━━━━━ Exercise materials ━━━━━

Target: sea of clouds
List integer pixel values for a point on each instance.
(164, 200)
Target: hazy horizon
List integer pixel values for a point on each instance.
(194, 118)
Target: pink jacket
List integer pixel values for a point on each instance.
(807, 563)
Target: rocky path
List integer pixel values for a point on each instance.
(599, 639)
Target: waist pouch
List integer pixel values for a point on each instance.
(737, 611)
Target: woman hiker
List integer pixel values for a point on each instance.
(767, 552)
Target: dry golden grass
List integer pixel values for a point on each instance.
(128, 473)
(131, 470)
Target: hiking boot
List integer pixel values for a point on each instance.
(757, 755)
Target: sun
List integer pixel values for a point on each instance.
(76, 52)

━━━━━

**What to produce**
Reproduce all of the entries above verbatim, line for line, with no alterations.

**Response to the task**
Target: sea of clouds
List integer pixel values for a point on each instance.
(164, 200)
Target: hazy horizon
List integer pixel values for a point on each instance.
(194, 118)
Target: pink jacket
List integer pixel values for a point on each instance.
(807, 563)
Target: rocky path
List integer pixel values for a point on each instance.
(599, 639)
Target: waist pouch
List integer pixel values for a point on each instance.
(737, 611)
Target: woman hiker
List integer pixel values for a point on each instance.
(767, 552)
Target: dry golden grass
List integer pixel values for a point on each instance.
(128, 473)
(131, 470)
Target: hiking boot
List integer pixel values for a point on each instance.
(757, 755)
Target: sun
List integer pixel values for a point on each instance.
(76, 52)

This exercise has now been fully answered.